(Stored data entries)
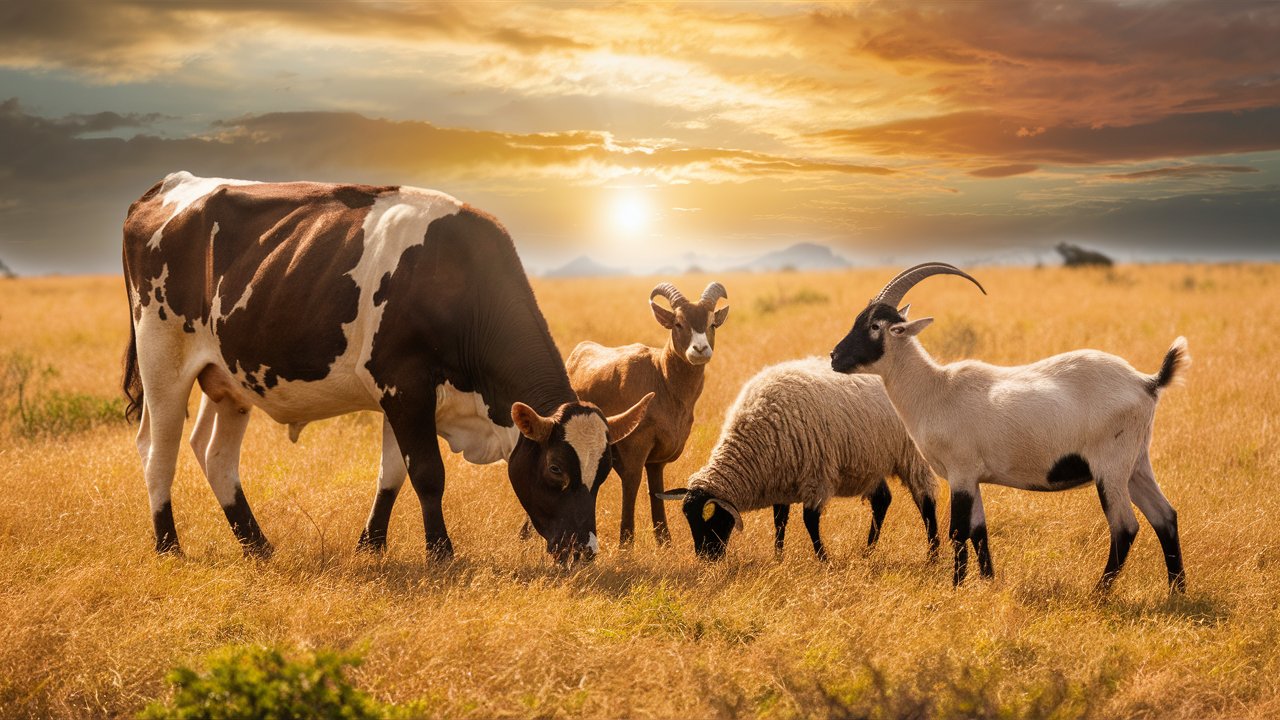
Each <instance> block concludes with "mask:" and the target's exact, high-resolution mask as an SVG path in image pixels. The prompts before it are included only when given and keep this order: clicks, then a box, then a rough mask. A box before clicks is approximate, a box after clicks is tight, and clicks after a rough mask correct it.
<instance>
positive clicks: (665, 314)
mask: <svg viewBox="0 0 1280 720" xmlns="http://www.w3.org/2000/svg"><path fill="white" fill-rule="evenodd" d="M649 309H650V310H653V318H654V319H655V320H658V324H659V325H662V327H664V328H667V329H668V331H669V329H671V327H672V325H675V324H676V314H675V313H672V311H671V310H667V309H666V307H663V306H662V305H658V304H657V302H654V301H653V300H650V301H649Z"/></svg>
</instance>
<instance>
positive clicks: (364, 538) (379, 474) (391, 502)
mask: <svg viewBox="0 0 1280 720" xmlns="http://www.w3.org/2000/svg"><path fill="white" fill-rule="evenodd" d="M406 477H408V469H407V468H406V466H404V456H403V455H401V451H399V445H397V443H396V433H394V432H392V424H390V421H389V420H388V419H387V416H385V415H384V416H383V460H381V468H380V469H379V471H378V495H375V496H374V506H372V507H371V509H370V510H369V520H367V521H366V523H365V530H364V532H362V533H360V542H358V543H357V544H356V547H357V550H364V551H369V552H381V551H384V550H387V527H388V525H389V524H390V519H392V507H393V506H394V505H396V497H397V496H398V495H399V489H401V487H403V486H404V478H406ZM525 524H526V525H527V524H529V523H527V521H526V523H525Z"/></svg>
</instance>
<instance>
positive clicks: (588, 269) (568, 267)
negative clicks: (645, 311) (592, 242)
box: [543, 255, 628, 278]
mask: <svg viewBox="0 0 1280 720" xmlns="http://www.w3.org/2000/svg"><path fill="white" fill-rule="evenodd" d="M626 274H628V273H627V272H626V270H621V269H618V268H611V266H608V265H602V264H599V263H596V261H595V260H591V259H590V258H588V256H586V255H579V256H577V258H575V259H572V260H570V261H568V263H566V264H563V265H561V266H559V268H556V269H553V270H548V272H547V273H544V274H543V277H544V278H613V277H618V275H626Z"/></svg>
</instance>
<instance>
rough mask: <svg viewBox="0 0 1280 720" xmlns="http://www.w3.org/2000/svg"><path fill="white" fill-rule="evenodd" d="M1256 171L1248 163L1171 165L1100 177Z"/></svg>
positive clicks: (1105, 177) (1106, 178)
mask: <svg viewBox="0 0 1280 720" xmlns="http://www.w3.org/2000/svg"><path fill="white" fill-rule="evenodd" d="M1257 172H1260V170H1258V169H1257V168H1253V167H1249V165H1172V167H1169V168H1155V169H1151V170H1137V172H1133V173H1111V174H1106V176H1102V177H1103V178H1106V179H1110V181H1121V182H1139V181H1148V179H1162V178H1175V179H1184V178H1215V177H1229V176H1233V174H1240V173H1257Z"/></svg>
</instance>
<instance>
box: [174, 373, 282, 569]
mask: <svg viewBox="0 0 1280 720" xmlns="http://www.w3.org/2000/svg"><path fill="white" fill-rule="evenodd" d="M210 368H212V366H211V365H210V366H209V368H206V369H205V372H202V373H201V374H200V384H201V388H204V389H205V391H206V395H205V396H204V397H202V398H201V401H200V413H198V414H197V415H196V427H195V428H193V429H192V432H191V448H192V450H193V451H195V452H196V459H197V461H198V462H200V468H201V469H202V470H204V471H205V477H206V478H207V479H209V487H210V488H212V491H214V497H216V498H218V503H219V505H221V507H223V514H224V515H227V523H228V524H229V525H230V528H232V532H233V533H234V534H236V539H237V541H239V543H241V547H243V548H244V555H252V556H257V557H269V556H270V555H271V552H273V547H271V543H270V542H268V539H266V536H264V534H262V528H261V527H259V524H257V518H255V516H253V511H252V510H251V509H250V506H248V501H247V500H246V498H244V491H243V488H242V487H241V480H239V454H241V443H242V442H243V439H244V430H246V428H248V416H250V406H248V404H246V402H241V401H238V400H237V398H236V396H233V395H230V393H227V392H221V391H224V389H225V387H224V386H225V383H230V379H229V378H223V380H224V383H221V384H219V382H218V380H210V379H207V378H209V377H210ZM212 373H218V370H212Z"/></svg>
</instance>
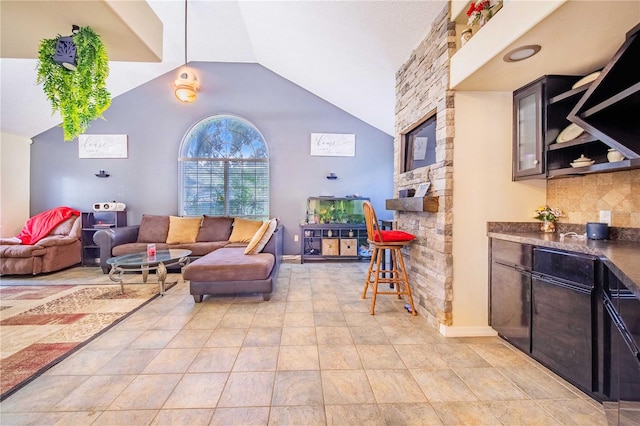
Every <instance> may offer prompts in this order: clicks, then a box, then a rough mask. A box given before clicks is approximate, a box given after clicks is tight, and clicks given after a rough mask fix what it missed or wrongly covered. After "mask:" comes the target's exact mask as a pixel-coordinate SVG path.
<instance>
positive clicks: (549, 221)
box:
--
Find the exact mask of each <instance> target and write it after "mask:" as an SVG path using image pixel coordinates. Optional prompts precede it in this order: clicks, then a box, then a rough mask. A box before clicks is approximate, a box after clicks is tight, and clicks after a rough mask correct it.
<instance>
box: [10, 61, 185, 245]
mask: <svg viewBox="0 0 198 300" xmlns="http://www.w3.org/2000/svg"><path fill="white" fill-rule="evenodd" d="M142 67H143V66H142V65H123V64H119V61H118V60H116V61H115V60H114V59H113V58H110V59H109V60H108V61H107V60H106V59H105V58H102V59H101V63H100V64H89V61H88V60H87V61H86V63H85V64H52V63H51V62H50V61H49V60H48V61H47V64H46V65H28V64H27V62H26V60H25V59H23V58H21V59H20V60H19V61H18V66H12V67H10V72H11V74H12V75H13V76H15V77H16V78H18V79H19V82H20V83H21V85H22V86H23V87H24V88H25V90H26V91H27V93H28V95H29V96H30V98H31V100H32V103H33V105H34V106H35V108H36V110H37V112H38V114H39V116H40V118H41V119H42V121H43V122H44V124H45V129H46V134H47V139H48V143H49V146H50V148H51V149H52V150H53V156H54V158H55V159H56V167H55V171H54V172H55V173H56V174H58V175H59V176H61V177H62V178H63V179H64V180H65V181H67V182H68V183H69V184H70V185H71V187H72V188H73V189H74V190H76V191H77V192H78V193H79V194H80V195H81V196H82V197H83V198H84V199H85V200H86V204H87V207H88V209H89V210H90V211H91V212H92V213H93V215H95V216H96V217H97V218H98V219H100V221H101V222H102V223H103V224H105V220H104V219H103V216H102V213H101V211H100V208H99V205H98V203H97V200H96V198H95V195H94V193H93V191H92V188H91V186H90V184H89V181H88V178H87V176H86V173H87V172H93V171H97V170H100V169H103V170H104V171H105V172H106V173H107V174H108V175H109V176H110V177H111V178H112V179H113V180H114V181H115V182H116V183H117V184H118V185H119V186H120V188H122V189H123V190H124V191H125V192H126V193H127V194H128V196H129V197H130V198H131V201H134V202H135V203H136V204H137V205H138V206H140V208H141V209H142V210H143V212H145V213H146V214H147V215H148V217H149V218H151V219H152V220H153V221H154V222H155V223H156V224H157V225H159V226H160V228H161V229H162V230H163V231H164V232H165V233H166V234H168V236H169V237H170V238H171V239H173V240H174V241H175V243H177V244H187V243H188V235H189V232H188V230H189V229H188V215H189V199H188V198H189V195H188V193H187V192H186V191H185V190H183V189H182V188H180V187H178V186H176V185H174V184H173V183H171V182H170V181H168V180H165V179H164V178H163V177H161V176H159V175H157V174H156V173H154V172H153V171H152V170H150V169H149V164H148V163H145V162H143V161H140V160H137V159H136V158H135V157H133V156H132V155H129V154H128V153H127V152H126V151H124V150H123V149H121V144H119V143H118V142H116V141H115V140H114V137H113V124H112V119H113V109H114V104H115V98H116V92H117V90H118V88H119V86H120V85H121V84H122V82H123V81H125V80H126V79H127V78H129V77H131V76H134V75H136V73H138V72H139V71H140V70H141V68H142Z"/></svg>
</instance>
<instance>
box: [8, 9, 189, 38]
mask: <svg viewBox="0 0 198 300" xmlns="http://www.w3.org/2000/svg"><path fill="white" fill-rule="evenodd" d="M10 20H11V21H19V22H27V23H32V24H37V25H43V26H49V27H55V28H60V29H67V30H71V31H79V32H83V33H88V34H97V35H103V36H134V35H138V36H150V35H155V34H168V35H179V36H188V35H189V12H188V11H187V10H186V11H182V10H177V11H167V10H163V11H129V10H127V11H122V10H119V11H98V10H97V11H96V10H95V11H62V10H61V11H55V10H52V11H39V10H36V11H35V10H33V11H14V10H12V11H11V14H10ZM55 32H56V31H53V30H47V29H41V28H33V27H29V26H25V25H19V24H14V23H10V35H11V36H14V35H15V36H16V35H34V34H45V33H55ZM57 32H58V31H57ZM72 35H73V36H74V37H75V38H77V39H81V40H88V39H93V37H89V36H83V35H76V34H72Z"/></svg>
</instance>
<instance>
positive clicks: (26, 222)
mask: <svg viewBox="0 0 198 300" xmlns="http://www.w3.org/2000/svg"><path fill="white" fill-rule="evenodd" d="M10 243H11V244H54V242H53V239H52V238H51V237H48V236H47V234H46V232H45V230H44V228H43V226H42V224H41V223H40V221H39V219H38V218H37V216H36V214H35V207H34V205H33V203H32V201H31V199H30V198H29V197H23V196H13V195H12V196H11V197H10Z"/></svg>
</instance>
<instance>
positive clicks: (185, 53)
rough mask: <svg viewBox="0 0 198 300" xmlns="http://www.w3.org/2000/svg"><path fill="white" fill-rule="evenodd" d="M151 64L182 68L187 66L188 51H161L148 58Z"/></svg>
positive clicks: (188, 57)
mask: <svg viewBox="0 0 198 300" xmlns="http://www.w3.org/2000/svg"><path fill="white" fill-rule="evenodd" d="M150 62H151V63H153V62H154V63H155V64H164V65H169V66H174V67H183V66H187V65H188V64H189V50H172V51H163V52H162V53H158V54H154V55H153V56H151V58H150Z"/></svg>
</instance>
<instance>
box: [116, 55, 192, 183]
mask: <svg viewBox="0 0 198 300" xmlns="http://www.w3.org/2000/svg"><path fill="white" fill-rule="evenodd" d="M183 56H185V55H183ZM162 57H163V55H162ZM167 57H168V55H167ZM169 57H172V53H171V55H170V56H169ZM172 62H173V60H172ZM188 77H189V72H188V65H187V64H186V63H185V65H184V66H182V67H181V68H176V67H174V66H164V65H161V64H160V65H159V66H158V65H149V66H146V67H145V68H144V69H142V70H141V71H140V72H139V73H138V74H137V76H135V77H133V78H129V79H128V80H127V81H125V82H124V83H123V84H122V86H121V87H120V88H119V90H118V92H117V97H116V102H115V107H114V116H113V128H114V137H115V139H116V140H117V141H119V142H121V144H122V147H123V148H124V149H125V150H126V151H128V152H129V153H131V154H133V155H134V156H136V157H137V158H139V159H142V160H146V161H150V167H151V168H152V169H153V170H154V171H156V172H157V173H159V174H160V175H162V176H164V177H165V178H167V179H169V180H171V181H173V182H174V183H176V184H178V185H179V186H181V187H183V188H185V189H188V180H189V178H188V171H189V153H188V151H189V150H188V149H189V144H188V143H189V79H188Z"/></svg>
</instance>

— PROBLEM —
Pull out each line in the rows above that contains the word "positive".

— YOUR SOLUTION —
positive clicks: (665, 314)
positive clicks: (364, 538) (379, 474) (391, 502)
positive clicks: (588, 269) (568, 267)
positive clicks: (1105, 177) (1106, 178)
positive clicks: (549, 221)
positive clicks: (26, 222)
positive clicks: (185, 53)
positive clicks: (188, 57)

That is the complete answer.